-- Begin Data --

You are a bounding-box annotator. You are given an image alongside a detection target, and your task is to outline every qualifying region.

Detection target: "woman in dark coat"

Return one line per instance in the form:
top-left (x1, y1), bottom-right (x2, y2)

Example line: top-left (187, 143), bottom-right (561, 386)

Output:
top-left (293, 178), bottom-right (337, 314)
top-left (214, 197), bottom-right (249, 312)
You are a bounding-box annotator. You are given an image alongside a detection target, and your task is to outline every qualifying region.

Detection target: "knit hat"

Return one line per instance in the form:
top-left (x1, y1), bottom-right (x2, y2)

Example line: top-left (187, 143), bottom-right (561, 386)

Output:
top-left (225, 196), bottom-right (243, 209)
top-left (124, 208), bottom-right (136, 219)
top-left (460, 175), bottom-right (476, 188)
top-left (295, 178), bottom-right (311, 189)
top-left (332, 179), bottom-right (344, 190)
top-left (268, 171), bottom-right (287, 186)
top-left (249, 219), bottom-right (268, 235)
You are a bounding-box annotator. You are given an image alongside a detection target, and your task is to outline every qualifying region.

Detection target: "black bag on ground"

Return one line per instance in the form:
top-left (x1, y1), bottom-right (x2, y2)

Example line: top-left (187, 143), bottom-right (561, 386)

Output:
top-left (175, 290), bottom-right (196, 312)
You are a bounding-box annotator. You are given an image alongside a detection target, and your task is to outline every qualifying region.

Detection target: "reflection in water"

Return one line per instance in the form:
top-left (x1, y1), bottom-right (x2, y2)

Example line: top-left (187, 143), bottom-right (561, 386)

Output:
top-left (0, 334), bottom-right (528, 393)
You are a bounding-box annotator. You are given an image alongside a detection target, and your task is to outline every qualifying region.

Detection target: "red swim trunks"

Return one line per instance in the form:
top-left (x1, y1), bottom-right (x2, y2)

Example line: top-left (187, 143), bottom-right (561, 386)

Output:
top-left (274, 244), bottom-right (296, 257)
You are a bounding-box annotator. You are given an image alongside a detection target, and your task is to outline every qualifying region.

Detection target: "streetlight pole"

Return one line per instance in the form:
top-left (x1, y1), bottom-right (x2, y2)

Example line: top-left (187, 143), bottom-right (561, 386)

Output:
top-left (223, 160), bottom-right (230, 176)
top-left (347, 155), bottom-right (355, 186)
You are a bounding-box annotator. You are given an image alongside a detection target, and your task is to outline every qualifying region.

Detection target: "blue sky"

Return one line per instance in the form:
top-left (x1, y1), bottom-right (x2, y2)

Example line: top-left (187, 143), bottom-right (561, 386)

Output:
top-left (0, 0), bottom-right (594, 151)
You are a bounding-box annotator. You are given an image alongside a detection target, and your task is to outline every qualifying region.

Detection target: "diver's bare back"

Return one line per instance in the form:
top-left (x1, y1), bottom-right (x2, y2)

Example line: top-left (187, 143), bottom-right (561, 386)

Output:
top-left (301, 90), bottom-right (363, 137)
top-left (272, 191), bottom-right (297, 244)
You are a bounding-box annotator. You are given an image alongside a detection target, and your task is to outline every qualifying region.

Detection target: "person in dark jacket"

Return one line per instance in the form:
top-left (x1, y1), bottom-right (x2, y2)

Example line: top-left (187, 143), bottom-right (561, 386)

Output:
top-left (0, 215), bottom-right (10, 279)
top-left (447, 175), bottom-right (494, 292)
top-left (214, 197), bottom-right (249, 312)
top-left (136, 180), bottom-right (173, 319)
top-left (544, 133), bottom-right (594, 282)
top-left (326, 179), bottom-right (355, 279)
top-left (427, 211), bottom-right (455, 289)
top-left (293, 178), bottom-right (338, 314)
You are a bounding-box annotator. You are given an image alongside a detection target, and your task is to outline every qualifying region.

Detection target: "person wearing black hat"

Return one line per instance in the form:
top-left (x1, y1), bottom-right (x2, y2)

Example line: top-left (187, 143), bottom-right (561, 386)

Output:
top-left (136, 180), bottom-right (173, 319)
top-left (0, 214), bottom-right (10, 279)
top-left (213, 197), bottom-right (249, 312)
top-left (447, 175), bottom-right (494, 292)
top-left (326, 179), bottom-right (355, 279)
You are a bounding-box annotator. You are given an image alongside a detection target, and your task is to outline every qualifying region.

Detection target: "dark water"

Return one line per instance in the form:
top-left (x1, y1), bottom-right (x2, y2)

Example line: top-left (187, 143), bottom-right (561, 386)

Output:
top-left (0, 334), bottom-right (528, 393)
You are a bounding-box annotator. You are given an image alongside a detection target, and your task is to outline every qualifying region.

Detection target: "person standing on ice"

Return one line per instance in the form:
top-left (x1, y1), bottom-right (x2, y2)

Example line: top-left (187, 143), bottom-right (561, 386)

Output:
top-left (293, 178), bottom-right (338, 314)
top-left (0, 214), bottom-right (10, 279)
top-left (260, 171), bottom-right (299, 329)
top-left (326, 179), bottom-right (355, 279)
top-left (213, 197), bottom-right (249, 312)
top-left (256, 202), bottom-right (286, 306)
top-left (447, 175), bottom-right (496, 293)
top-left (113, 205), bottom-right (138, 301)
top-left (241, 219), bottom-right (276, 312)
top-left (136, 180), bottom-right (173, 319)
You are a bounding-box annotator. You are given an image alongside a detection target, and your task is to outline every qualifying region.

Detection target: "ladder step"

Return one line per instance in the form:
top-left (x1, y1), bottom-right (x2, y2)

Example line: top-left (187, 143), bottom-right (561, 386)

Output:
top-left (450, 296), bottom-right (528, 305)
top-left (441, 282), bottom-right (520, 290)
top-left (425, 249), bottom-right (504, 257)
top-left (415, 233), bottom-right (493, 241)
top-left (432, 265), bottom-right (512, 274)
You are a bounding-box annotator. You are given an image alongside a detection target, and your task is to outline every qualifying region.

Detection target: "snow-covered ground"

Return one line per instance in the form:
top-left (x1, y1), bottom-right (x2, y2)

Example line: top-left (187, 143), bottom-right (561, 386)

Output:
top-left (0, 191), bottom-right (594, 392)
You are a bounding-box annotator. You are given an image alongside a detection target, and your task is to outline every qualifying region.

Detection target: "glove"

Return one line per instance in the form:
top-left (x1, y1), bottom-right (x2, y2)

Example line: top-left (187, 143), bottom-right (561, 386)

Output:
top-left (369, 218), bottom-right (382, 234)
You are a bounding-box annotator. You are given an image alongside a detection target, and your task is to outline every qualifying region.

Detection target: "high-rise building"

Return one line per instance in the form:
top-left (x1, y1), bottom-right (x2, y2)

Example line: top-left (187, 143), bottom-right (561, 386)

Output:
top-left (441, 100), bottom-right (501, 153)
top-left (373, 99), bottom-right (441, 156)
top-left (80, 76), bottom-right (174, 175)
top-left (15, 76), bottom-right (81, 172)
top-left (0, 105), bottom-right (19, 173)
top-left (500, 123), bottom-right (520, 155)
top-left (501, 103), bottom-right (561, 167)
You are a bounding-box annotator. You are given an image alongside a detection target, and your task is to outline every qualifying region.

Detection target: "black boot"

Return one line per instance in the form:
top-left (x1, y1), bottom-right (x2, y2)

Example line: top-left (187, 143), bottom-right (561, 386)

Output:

-- End Data --

Gather every line of the records above that contains the word "dark", and copy each one.

Result.
Detection target: "woman in dark coat"
Detection target: "person in dark jacket"
Detection target: "dark water"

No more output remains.